Given data:
---

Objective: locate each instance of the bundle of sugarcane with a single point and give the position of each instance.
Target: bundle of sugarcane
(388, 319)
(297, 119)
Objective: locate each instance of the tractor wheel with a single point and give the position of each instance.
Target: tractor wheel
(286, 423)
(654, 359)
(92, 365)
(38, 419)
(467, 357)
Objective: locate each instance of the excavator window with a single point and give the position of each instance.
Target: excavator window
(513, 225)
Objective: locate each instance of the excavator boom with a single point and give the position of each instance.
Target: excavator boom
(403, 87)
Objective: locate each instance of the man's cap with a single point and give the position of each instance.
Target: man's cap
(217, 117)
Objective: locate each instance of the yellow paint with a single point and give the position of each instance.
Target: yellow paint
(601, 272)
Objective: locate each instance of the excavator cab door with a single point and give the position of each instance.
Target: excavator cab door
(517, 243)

---

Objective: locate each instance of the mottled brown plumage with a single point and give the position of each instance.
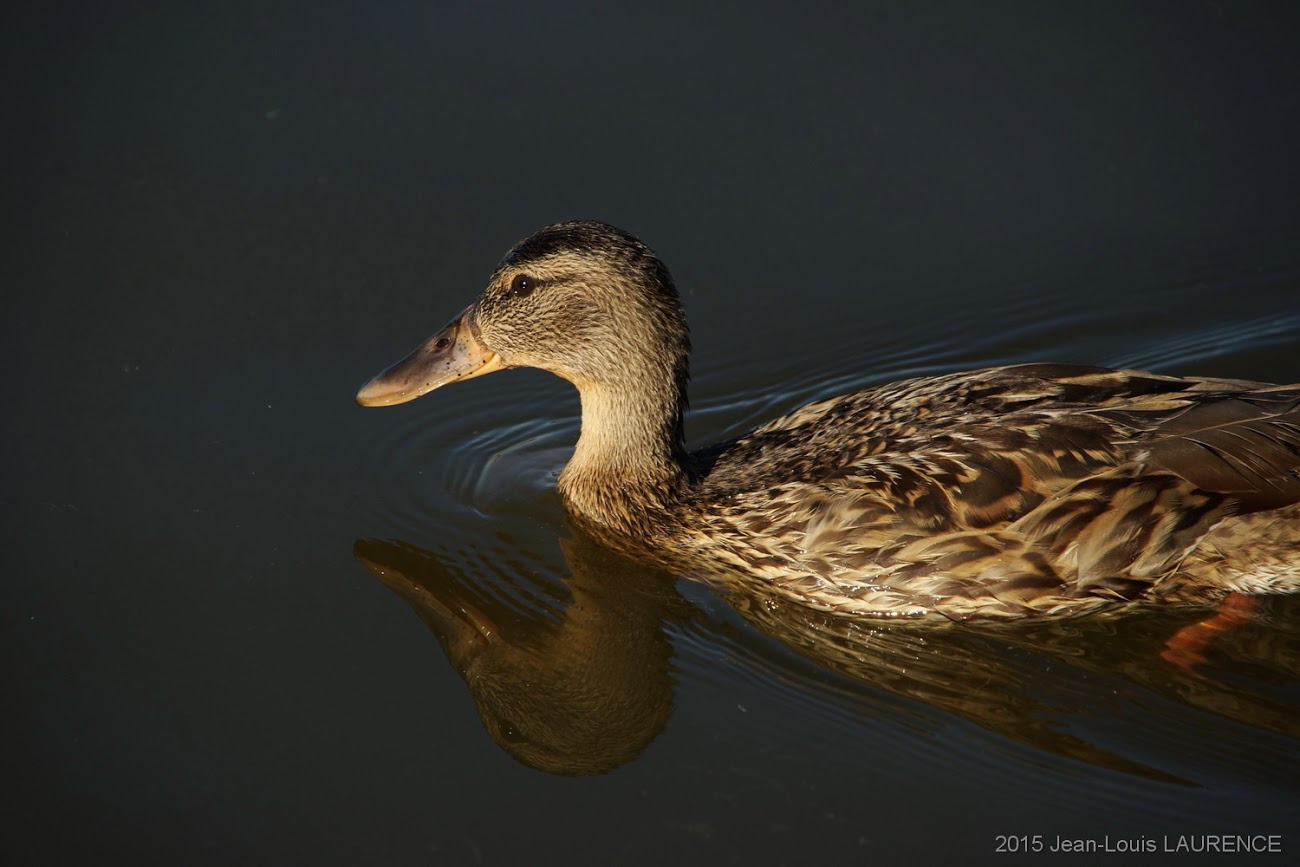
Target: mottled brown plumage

---

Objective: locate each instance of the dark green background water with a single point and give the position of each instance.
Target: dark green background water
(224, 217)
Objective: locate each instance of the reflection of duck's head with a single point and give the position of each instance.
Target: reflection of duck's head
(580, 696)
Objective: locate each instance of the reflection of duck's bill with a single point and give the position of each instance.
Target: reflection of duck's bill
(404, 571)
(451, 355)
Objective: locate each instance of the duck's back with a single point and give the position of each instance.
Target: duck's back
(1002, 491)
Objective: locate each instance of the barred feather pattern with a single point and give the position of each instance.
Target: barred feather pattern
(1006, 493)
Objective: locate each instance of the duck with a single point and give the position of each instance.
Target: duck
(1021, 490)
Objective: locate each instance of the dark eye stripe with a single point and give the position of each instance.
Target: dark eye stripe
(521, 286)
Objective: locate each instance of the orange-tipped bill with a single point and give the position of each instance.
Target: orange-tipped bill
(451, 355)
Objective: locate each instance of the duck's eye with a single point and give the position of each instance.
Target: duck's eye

---

About this task: Could you find every line in the records above that contains the word "brown" and copy it?

Task result:
Objective: locate each instance of the mottled brown plumage with a single point and give the position of each instance.
Target: mottled brown plumage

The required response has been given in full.